What the exercise asks: Find the word "with" in the material below and gather every line that contains it.

Data to process:
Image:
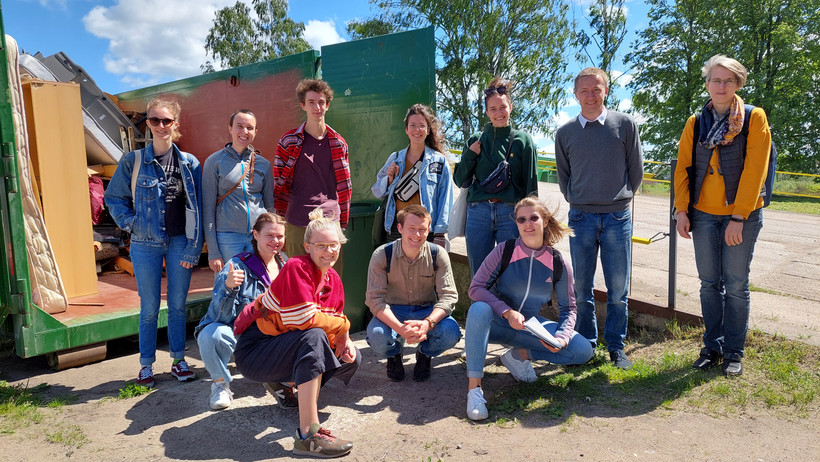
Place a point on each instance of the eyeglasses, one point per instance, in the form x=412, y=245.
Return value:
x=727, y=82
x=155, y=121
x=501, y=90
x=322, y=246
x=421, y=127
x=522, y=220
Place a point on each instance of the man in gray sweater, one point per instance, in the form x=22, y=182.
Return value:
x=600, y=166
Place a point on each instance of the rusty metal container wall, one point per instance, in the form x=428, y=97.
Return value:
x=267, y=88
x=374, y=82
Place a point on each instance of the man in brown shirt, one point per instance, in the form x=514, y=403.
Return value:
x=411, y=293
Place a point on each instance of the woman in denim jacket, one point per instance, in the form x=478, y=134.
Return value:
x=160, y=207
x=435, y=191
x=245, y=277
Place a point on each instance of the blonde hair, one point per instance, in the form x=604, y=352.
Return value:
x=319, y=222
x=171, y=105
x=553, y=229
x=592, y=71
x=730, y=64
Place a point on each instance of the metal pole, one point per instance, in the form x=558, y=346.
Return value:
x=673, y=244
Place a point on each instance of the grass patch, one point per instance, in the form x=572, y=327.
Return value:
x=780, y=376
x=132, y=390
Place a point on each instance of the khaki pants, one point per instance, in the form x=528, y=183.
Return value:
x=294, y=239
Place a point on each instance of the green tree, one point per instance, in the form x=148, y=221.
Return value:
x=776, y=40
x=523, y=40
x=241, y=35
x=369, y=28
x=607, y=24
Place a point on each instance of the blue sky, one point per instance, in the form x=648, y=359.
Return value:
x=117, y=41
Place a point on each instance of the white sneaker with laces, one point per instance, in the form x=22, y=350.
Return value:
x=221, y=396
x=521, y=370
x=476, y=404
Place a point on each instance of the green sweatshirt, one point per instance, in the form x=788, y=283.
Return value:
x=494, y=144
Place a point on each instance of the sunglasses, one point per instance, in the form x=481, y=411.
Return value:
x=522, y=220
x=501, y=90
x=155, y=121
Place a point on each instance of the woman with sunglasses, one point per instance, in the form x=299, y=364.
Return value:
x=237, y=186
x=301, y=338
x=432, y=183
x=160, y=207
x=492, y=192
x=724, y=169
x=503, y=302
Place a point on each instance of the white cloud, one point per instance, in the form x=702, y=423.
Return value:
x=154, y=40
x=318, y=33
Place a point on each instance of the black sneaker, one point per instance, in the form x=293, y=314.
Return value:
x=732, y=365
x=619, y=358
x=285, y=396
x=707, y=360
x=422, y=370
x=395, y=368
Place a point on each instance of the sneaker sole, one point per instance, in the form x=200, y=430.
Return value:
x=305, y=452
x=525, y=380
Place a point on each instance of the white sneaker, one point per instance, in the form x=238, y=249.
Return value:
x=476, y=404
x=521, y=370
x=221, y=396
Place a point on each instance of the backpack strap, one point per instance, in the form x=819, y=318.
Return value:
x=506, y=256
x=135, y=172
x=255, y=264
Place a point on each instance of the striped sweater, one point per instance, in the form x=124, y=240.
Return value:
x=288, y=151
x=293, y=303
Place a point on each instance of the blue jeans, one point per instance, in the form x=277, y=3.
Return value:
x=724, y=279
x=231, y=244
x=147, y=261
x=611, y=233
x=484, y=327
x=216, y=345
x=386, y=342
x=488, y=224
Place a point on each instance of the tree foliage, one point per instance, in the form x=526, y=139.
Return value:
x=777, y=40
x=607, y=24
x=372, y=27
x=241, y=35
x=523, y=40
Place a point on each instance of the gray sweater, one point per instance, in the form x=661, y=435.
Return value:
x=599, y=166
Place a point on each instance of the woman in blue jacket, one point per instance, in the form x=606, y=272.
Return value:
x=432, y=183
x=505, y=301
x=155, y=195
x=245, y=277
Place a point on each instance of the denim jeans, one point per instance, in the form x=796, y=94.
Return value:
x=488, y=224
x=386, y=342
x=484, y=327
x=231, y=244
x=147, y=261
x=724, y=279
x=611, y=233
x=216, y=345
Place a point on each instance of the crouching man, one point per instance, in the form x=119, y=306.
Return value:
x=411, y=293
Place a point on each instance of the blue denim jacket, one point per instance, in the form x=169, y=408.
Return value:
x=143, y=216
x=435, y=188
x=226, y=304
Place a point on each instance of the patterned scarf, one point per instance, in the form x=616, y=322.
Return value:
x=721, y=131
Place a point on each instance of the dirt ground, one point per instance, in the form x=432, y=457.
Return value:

...

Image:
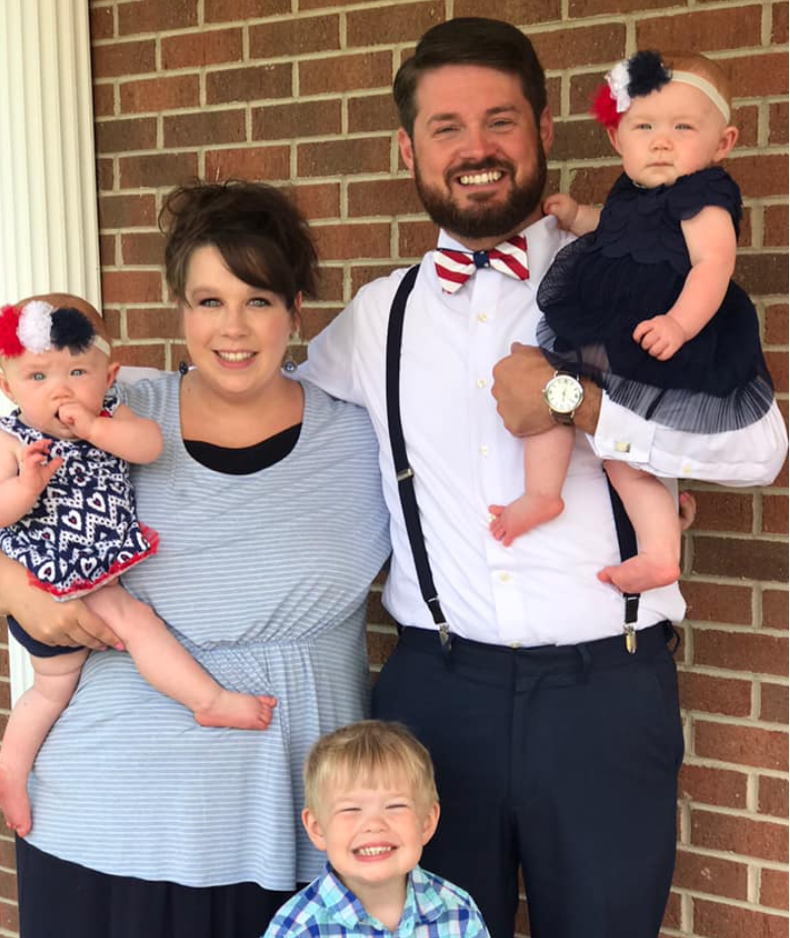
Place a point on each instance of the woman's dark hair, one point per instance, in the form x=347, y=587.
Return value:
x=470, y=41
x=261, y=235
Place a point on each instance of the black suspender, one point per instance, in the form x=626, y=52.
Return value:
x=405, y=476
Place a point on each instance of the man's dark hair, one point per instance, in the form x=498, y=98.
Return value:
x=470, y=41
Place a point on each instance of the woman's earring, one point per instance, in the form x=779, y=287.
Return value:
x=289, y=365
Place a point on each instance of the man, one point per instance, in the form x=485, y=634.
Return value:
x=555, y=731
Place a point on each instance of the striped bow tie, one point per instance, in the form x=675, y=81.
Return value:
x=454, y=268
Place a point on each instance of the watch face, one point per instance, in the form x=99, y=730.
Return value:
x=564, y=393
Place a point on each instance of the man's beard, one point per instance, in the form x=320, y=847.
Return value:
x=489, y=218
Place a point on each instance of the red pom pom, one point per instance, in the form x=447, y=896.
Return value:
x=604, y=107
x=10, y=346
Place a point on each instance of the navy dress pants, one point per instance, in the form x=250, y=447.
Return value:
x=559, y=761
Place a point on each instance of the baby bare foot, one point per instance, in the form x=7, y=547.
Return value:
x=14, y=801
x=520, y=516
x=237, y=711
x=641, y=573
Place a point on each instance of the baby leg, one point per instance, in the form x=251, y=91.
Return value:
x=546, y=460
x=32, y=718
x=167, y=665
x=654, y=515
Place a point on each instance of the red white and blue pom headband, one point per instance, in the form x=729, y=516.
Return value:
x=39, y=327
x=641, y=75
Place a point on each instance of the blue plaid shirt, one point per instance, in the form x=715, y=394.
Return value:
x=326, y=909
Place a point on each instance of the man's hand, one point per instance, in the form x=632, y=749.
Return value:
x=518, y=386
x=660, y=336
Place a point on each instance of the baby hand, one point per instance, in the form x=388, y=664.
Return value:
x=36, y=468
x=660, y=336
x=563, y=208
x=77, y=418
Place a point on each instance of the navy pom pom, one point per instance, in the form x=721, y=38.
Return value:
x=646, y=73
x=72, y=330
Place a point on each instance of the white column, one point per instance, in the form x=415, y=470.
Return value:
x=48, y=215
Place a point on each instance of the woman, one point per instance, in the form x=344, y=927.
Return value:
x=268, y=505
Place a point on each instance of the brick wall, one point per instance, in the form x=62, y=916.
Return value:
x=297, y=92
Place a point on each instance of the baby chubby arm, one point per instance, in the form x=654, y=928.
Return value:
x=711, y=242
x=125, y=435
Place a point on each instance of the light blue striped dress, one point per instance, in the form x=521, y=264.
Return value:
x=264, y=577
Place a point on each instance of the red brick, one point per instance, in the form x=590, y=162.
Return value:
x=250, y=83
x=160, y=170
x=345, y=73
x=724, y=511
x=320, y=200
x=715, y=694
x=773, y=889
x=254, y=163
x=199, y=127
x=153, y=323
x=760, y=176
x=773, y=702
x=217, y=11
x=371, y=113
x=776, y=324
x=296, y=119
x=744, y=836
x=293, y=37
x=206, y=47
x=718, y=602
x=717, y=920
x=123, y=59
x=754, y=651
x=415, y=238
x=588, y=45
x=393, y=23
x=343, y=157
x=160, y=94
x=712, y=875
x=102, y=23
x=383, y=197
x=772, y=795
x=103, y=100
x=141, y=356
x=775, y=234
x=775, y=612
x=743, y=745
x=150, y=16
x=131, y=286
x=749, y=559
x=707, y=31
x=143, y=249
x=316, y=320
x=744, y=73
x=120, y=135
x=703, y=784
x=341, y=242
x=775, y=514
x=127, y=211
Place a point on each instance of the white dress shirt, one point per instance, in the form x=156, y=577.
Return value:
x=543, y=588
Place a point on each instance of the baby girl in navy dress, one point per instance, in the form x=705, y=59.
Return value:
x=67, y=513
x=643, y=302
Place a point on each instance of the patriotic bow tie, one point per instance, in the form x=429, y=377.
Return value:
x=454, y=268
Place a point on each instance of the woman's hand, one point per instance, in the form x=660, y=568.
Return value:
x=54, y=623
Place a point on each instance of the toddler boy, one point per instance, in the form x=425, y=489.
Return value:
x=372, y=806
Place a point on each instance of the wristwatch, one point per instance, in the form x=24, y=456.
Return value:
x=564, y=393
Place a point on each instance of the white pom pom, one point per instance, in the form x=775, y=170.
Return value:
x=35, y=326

...

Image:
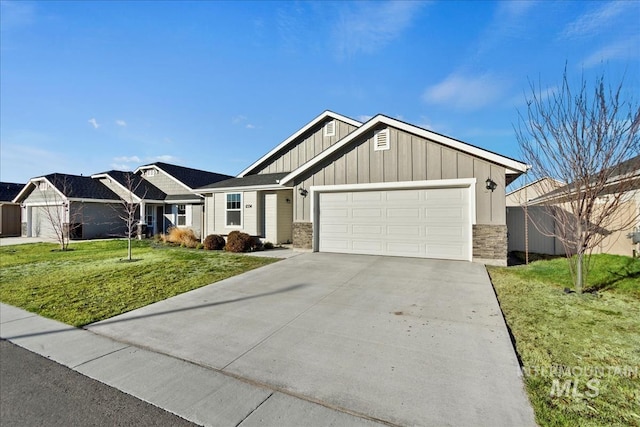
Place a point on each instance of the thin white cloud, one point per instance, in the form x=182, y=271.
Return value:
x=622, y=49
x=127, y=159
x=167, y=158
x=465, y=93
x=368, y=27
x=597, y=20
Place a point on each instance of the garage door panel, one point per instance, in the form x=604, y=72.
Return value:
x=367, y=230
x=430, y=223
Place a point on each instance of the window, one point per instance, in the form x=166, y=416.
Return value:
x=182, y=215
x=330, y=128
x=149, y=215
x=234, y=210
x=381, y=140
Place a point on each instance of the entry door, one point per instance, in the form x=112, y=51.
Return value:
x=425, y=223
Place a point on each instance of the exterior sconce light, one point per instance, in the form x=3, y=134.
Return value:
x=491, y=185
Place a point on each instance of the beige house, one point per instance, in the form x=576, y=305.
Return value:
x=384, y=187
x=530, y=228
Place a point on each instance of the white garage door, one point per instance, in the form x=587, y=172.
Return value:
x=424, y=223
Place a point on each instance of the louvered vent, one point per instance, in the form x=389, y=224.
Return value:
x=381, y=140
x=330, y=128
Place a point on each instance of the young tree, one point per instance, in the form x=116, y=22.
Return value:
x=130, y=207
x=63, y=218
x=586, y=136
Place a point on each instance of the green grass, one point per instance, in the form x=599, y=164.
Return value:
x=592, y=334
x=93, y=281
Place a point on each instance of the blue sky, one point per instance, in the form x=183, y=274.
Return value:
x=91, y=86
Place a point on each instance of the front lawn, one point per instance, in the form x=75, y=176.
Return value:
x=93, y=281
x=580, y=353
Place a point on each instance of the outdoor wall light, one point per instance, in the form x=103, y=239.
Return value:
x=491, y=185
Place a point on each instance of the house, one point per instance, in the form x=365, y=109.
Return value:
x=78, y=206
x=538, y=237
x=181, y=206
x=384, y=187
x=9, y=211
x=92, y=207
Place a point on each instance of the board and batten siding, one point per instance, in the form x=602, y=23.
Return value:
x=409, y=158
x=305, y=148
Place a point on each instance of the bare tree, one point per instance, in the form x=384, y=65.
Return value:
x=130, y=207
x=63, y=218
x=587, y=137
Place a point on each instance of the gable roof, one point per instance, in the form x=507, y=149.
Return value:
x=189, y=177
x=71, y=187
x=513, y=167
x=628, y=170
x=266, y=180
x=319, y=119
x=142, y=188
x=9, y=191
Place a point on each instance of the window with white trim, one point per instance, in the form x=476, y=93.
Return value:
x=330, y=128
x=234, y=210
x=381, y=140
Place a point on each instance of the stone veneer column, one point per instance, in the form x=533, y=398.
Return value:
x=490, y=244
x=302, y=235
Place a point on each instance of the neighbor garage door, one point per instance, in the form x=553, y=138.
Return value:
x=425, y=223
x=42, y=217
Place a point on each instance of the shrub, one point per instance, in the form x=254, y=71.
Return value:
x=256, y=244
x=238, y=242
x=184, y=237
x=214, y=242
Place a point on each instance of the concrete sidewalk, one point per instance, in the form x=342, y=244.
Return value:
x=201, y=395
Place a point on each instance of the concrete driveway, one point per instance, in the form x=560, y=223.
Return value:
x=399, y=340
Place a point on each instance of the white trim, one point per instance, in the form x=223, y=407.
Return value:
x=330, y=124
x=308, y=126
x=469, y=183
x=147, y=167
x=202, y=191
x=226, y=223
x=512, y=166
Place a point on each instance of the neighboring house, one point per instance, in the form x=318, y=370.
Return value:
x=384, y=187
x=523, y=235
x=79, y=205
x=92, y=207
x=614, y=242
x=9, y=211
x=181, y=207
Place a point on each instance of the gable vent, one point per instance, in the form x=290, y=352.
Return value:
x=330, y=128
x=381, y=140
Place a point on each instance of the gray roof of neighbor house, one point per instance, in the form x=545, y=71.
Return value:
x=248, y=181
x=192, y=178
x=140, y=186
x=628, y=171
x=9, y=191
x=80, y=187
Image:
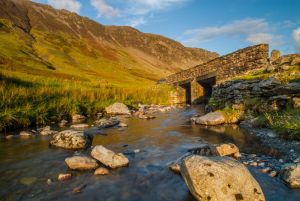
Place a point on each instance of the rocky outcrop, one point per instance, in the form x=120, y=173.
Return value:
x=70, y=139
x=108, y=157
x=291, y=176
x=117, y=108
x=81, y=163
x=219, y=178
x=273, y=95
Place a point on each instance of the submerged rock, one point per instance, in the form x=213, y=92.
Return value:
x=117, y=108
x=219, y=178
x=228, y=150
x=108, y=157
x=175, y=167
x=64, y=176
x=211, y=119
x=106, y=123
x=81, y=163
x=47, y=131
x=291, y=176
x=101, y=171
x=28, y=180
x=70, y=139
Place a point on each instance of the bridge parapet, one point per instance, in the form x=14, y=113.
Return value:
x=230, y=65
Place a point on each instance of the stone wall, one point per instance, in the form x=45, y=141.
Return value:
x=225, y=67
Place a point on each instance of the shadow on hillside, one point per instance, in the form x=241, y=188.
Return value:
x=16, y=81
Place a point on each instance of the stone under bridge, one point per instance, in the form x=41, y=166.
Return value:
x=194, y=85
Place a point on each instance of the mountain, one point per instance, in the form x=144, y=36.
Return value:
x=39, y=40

Your solution:
Place a point on each instance of the white sneaker with laces, one point per instance, in the form x=22, y=350.
Place a point on each instance of the woman with sunglasses, one point per instance, in the form x=299, y=364.
Place a point on each instance of the window with white trim, one point per instance, in the form x=476, y=93.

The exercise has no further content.